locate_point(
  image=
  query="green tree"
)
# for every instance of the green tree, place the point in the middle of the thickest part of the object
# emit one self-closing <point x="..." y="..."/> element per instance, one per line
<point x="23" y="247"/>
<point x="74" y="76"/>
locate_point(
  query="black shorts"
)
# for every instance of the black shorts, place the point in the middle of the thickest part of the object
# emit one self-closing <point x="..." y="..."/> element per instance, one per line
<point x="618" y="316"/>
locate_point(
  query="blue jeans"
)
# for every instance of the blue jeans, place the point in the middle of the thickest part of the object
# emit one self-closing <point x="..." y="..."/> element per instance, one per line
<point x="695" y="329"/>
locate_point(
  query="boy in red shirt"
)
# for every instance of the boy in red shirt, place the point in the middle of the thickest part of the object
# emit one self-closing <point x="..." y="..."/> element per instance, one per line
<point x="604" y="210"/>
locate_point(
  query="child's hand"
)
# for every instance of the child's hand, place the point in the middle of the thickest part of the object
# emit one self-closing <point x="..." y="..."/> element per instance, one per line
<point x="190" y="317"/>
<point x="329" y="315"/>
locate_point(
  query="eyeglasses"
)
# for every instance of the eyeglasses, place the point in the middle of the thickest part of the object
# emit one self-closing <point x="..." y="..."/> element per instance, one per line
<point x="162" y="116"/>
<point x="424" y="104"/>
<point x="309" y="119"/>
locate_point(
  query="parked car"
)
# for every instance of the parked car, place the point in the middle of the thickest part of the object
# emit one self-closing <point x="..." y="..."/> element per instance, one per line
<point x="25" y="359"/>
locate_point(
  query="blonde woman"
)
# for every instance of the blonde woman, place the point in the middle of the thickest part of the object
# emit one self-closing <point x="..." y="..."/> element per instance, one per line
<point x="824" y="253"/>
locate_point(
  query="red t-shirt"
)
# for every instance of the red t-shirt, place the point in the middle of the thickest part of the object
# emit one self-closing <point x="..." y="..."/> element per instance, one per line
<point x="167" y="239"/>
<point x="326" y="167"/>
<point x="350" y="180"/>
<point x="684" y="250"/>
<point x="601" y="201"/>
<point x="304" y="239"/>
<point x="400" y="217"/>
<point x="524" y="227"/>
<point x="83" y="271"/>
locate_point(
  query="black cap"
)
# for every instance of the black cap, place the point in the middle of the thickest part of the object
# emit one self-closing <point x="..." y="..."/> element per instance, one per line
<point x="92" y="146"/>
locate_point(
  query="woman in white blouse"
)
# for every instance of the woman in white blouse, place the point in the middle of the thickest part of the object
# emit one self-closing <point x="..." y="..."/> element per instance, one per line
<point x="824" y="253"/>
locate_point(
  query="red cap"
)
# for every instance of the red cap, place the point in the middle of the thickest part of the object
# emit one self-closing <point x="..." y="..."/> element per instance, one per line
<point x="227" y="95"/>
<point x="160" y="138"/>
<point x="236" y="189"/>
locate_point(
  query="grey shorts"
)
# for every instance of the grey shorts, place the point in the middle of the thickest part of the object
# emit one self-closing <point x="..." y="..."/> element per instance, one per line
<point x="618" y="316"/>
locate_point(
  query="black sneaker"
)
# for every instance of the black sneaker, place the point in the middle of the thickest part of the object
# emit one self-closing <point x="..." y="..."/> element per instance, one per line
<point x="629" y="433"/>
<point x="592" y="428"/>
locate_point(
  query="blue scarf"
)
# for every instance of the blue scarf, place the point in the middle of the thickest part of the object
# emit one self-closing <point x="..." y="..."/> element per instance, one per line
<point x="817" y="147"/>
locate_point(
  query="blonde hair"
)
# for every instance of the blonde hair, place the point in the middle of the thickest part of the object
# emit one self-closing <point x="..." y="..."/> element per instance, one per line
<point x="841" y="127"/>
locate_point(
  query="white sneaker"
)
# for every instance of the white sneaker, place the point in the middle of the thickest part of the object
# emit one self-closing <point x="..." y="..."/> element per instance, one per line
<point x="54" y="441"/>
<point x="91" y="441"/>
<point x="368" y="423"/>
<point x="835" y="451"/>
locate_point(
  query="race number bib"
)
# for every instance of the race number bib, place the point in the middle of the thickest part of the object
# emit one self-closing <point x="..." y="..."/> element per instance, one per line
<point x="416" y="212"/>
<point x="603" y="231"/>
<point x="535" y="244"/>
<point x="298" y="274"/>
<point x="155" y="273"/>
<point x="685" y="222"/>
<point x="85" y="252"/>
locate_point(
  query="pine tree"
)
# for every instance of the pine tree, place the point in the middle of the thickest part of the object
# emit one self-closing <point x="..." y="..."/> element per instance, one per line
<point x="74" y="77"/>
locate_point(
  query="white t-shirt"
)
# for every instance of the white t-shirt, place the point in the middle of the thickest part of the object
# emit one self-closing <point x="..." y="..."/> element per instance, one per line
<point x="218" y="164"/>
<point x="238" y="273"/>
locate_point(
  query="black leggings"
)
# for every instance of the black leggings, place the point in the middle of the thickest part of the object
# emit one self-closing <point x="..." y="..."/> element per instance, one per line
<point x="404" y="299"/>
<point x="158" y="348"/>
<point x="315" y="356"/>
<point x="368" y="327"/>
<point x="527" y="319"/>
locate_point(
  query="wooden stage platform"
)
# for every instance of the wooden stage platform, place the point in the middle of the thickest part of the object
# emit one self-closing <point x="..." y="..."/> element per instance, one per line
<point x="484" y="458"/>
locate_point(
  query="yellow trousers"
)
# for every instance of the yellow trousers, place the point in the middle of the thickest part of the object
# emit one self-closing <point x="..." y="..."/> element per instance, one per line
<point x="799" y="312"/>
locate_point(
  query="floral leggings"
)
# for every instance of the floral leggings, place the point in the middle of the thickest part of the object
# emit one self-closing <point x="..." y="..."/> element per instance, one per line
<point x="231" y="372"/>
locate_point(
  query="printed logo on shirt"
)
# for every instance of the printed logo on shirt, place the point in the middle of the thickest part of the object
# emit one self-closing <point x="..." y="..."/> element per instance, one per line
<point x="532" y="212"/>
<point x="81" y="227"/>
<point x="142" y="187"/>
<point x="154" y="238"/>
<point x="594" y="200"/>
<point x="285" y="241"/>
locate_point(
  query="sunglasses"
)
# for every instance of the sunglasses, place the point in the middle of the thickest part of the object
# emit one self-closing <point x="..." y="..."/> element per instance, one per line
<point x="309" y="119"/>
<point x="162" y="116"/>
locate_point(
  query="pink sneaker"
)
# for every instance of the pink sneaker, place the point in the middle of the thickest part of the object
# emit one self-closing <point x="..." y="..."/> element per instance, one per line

──────────────────────────────

- **Assigned task**:
Recopy the records without any alteration.

- **Answer to this problem**:
locate_point(
  image=
  query="green tree"
)
# for every instance of the green tree, place the point in the middle of the thickest part of the object
# emit one self-closing <point x="..." y="..."/> element per instance, one per line
<point x="23" y="247"/>
<point x="74" y="76"/>
locate_point(
  query="black shorts"
)
# for every instance of the black shorts, place the point in the middle of the thickest part of the object
# emit one self-closing <point x="..." y="..."/> element per instance, one per line
<point x="618" y="316"/>
locate_point(
  query="blue jeans"
)
# for every instance of the blue jeans, place the point in the middle of the thickest part of the object
# emit one self-closing <point x="..." y="..."/> element per instance, one per line
<point x="695" y="329"/>
locate_point(
  query="boy in red shirt"
)
# for every instance of the boy in red shirt, place the point in the middle of the thickest part of the object
# emit one self-closing <point x="..." y="..."/> element per instance, one per line
<point x="604" y="210"/>
locate_point(
  query="child's hand"
)
# for every instance of the child's hand, place the point in the middle of the thickest part of the object
# emit one self-closing <point x="..." y="..."/> element per instance, one per line
<point x="190" y="317"/>
<point x="329" y="315"/>
locate_point(
  query="eyeglasses"
)
# for every instance of the eyeglasses, place the point in the middle of the thickest part of the object
# emit one self-closing <point x="..." y="..."/> element per instance, one per line
<point x="162" y="116"/>
<point x="424" y="104"/>
<point x="309" y="119"/>
locate_point(
  query="parked car"
)
# for every instance of the parked car, place the point in the middle of the thickest part of the object
# emit one self-closing <point x="..." y="..."/> element per instance, one per line
<point x="25" y="359"/>
locate_point(
  query="blonde woman"
)
# for every instance of the blonde woman, place the point in the middle of the thickest part of the object
# emit one self-closing <point x="..." y="..."/> element per instance, one per line
<point x="824" y="253"/>
locate_point(
  query="red t-shirt"
)
# for every instance of the red t-shirt, place the point in the middle of the thickest part of the object
# emit one self-closing <point x="..." y="..."/> element per instance, one per line
<point x="167" y="239"/>
<point x="326" y="167"/>
<point x="350" y="180"/>
<point x="684" y="250"/>
<point x="601" y="201"/>
<point x="304" y="239"/>
<point x="400" y="217"/>
<point x="524" y="227"/>
<point x="83" y="271"/>
locate_point(
  query="black cap"
)
# for every instance of the black cap, place the point in the middle of the thickest part of the object
# emit one self-closing <point x="..." y="..."/> element per instance, one per line
<point x="92" y="146"/>
locate_point(
  query="woman in white blouse"
)
# for every instance of the woman in white blouse, place the point in the middle of the thickest part of the object
# emit one self-closing <point x="..." y="..."/> element per instance, one per line
<point x="824" y="253"/>
locate_point(
  query="red cap"
)
# for every instance of the red cap, place the point in the middle of the thickest part of the object
# emit one self-closing <point x="..." y="..."/> element per instance, one per line
<point x="227" y="95"/>
<point x="160" y="138"/>
<point x="236" y="189"/>
locate_point(
  query="grey shorts"
)
# for every instance of the grey shorts, place the point in the middle of the thickest part of the object
# emit one self-closing <point x="..." y="..."/> element per instance, one per line
<point x="618" y="316"/>
locate_point(
  query="black sneaker"
)
# for every instance of the black sneaker, place the point in the middle of the thickest part of the object
# emit one self-closing <point x="..." y="..."/> element per instance, one per line
<point x="629" y="433"/>
<point x="592" y="428"/>
locate_point(
  query="blue scarf"
)
# for every instance of the blue scarf, place the point in the middle of the thickest part of the object
# emit one self-closing <point x="..." y="..."/> element per instance, one per line
<point x="817" y="147"/>
locate_point(
  query="blonde hair"
)
# for every instance of the blonde hair, place the point in the middle of the thickest part of the object
# emit one self-closing <point x="..." y="..."/> element per instance, one per line
<point x="841" y="127"/>
locate_point(
  query="white sneaker"
)
# for every instance of the white sneaker, place the point in the middle of the thickest part of the object
# emit one self-closing <point x="..." y="..."/> element per instance, one per line
<point x="54" y="441"/>
<point x="91" y="441"/>
<point x="368" y="423"/>
<point x="835" y="451"/>
locate_point(
  query="race number bib"
)
# for every instance of the race number bib, place the point in the middle of the thickest part of the object
# emit one self-closing <point x="..." y="..."/> element per instance, one per line
<point x="416" y="212"/>
<point x="603" y="231"/>
<point x="535" y="244"/>
<point x="298" y="274"/>
<point x="155" y="273"/>
<point x="685" y="222"/>
<point x="85" y="252"/>
locate_point(
  query="pine tree"
)
# for every instance of the pine tree, place the point in the middle of the thickest part of the object
# emit one self-closing <point x="..." y="..."/> element per instance, one per line
<point x="74" y="77"/>
locate_point(
  query="white t-shirt"
)
# for every instance of the white t-shirt, place the point in the middle of the thickest part of the object
# emit one self-closing <point x="..." y="..."/> element per instance, one per line
<point x="218" y="164"/>
<point x="238" y="273"/>
locate_point(
  query="black leggings"
)
# for every instance of the black leggings, place the point in the middle of the thickest part of the object
# emit one self-closing <point x="..." y="..."/> element per instance, one per line
<point x="404" y="299"/>
<point x="158" y="348"/>
<point x="315" y="356"/>
<point x="368" y="327"/>
<point x="527" y="319"/>
locate_point(
  query="wooden stage platform"
)
# for every instance of the wooden stage platform, place the point in the middle of the thickest part of the object
# emit one self-closing <point x="..." y="..."/> element per instance, one per line
<point x="484" y="458"/>
locate_point(
  query="yellow trousers"
)
# for every instance of the yellow trousers, place the point in the middle of the thickest part of the object
# emit one self-closing <point x="..." y="..."/> element per instance, one per line
<point x="799" y="312"/>
locate_point(
  query="floral leggings"
)
# for every instance of the floral leggings, place the point in the middle of the thickest part of the object
# emit one self-closing <point x="..." y="..."/> element per instance, one per line
<point x="231" y="372"/>
locate_point(
  query="printed logo on shirt"
)
# for every instance of the printed logo on shirt, place the point in the middle of the thickest part of the object
# emit one self-closing <point x="..." y="..."/> element per instance, one per line
<point x="532" y="212"/>
<point x="81" y="227"/>
<point x="142" y="187"/>
<point x="154" y="238"/>
<point x="594" y="200"/>
<point x="285" y="241"/>
locate_point(
  query="sunglasses"
)
# for every instance of the sunglasses, place the point in the middle of the thickest part of the object
# emit one self-closing <point x="..." y="..."/> element per instance, one per line
<point x="309" y="119"/>
<point x="162" y="116"/>
locate_point(
  query="pink sneaker"
)
# for every instance of the pink sneaker, place the point in the middle of the thickest part of the object
# emit one self-closing <point x="..." y="..."/> element per instance, one per line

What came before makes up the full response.